Texte de lecture:

Découverte à 15 ans dans A nos amours de Maurice Pialat, pour lequel elle reçut un César du Meilleur espoir, Sandrine Bonnaire habite le cinéma d'auteur français depuis plus de trois décennies de son sourire solaire et sa silhouette gracile. Sa carrière est une vraie déclaration d'amour à ces cinémas denses et intenses, comme si son physique si naturel était le messager idéal d'un art cinématographique souvent naturaliste, un cinéma ancré dans le réel.
Sa filmographie égrène les grands noms du cinéma français de ces trente dernières années: Pialat bien sûr, mais aussi Patrice Leconte, Jacques Doillon, André Téchiné, Jacques Rivette, Claude Chabrol, Régis Wargnier, Raymond Depardon, ou encore Agnès Varda, qui avec Sans toit ni loi lui offrit le rôle de Mona, qui lui valut un César de la Meilleure actrice deux ans à peine après son espoir. Comédienne respectée et consacrée, elle a notamment reçu en plus de ces deux prix pas moins de 5 nominations pour le César de la Meilleur actrice, et un Prix d'interprétation à la prestigieuse Mostra de Venise pour La Cérémonie de Claude Chabrol en 1995.

Matériel fourni:
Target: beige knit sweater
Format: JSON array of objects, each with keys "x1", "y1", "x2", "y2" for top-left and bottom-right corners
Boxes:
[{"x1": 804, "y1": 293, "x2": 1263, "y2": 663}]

Consignes:
A: Recopiez le passage du texte sur Sandrine Bonnaire commençant par « Sa filmographie égrène » et se poursuivant jusqu'à « Chabrol en 1995. ».
B: D'après le texte sur Sandrine Bonnaire, quel film lui a valu un Prix d'interprétation à la Mostra de Venise ?
C: Comment traduire en anglais cette phrase du texte sur Sandrine Bonnaire : « Sa carrière est une vraie déclaration d'amour à ces cinémas denses et intenses, comme si son physique si naturel était le messager idéal d'un art cinématographique souvent naturaliste, un cinéma ancré dans le réel. » ?

Réponses détaillées:
A:
Sa filmographie égrène les grands noms du cinéma français de ces trente dernières années: Pialat bien sûr, mais aussi Patrice Leconte, Jacques Doillon, André Téchiné, Jacques Rivette, Claude Chabrol, Régis Wargnier, Raymond Depardon, ou encore Agnès Varda, qui avec Sans toit ni loi lui offrit le rôle de Mona, qui lui valut un César de la Meilleure actrice deux ans à peine après son espoir. Comédienne respectée et consacrée, elle a notamment reçu en plus de ces deux prix pas moins de 5 nominations pour le César de la Meilleur actrice, et un Prix d'interprétation à la prestigieuse Mostra de Venise pour La Cérémonie de Claude Chabrol en 1995.

B: La Cérémonie de Claude Chabrol, en 1995.

C: Her career is a true declaration of love to these dense and intense cinemas, as if her so natural appearance were the ideal messenger of an often naturalistic cinematic art, a cinema rooted in reality.